AIM:
Collect every line in the listing below that contains the word "dark", and copy each of those lines in full.

TASK DATA:
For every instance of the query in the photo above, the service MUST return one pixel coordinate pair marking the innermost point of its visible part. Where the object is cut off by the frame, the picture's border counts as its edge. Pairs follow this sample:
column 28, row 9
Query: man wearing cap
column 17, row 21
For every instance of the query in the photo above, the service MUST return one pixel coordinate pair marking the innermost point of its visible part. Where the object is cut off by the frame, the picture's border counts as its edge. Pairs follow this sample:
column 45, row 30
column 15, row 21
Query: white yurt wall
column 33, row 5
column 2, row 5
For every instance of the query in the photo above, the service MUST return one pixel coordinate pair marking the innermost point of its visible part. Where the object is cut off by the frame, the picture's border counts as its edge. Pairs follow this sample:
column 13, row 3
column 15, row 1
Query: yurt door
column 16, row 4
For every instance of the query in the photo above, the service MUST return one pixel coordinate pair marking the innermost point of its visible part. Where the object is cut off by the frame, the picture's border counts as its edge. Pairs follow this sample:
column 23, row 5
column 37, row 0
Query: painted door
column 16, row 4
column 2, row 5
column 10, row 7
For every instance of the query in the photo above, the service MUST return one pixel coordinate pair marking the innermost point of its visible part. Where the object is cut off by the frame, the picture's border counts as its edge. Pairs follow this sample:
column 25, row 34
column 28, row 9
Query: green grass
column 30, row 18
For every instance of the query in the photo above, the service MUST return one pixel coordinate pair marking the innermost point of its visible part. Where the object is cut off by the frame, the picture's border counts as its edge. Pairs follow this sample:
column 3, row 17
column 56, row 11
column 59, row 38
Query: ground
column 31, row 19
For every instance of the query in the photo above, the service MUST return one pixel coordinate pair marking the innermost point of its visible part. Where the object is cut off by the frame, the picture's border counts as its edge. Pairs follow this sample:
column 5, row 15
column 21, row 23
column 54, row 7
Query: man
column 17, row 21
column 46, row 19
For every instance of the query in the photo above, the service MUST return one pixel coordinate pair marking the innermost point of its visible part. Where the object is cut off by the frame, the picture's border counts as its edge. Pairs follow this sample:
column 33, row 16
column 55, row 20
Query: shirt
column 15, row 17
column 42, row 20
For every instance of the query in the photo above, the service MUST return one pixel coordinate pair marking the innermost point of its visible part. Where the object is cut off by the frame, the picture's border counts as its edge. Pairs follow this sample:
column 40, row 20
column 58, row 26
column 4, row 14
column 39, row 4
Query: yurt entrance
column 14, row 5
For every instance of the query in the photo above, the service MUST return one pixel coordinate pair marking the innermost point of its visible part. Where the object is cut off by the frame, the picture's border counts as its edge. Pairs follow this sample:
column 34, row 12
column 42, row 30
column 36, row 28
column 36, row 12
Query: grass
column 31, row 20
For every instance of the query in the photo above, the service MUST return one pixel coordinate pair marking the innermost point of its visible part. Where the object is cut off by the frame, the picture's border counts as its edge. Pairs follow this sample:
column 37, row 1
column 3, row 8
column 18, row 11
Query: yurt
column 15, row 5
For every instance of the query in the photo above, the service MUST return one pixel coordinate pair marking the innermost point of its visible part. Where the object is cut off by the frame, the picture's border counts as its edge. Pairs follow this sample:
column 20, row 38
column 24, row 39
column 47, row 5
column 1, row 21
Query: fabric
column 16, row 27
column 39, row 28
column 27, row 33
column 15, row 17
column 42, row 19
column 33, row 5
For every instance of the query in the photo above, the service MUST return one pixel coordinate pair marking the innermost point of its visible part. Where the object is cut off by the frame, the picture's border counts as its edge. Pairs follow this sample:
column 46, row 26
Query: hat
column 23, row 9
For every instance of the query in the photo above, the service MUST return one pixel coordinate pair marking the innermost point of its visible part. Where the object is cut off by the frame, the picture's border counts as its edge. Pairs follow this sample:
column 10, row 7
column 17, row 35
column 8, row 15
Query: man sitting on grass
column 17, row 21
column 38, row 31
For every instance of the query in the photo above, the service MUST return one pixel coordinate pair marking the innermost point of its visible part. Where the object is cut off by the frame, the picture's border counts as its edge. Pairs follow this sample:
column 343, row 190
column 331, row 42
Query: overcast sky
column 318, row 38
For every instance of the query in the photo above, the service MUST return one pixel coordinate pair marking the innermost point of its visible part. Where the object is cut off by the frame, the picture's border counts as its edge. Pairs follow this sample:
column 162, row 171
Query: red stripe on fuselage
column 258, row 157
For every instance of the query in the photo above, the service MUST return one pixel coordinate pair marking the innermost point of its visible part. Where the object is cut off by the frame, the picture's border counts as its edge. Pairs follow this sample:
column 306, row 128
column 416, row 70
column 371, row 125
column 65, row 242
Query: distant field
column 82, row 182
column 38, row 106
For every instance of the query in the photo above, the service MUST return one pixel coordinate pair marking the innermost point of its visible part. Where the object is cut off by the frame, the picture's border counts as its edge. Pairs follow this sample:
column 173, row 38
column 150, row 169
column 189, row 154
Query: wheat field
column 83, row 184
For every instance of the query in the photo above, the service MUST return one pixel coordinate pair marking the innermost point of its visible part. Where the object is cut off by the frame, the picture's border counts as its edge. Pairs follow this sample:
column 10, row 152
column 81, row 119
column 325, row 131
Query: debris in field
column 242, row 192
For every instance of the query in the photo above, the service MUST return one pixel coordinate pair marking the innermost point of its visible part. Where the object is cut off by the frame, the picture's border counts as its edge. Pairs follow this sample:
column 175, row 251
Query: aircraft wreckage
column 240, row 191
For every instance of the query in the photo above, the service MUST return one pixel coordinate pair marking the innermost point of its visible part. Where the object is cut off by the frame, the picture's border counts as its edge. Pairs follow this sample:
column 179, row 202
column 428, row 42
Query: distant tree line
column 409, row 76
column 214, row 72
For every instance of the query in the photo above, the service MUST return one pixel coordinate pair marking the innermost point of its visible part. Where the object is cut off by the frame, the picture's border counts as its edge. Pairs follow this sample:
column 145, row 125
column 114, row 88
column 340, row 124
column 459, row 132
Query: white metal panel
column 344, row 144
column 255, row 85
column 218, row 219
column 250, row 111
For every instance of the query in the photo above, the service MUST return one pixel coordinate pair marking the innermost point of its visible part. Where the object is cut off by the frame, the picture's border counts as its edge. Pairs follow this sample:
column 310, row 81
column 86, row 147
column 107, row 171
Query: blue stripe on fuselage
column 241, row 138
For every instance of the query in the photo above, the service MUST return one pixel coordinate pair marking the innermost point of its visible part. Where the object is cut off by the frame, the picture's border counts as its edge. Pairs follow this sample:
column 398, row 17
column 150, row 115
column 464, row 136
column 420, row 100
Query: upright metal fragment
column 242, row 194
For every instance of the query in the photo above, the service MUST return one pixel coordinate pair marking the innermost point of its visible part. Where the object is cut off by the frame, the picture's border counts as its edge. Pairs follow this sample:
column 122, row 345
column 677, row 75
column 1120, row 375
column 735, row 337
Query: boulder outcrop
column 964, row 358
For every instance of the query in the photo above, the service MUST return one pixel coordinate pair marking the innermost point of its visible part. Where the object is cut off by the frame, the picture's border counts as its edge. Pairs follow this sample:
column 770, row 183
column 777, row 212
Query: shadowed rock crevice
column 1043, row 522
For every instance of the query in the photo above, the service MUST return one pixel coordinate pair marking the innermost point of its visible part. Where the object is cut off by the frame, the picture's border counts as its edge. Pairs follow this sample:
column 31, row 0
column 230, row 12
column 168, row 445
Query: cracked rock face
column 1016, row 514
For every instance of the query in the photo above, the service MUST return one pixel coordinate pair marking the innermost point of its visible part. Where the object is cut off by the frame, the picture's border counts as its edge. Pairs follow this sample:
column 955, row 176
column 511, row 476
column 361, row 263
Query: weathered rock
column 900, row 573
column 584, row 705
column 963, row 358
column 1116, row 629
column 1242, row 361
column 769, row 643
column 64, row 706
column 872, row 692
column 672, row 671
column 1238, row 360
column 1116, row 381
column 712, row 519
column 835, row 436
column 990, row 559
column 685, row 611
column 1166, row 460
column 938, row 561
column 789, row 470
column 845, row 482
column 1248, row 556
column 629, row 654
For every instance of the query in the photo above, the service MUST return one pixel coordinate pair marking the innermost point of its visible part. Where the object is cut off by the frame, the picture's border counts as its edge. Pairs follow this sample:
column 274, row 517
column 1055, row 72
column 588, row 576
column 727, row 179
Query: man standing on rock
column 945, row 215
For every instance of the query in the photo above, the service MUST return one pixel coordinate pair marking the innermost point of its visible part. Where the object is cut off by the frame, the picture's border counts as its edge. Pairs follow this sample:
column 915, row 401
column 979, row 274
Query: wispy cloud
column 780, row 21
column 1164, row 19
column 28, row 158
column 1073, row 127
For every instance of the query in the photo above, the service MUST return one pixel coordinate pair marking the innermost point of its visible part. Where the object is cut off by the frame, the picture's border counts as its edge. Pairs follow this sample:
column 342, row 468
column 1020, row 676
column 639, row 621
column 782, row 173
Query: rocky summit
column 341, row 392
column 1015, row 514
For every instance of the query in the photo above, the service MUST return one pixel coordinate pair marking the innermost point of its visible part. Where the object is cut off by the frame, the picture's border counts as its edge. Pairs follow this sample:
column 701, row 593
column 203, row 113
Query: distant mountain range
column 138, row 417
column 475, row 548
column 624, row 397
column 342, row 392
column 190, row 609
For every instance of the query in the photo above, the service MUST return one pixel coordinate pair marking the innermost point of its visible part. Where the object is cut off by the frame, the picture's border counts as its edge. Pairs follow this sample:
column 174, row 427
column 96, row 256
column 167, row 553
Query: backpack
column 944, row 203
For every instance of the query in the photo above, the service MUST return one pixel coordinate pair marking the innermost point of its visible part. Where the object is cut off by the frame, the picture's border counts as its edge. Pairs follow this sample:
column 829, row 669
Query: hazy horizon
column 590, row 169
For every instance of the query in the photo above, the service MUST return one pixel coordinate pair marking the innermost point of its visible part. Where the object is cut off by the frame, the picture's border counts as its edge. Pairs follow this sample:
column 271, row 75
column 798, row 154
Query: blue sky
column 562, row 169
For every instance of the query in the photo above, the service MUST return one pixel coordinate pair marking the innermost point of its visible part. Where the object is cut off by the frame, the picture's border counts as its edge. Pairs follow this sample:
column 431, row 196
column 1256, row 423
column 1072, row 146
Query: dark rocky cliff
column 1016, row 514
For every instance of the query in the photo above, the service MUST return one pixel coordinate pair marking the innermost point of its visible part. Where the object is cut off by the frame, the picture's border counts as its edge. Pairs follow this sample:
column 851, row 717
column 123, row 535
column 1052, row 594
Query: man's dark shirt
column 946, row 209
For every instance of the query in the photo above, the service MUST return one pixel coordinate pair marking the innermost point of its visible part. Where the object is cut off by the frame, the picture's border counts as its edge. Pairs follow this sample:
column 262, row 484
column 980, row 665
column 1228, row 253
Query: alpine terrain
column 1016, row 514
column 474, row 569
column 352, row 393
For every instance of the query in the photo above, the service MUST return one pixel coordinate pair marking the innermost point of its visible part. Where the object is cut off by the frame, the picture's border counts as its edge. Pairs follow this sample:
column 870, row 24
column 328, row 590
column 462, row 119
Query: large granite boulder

RESPONSE:
Query: dark rocky cliff
Query: man's dark shirt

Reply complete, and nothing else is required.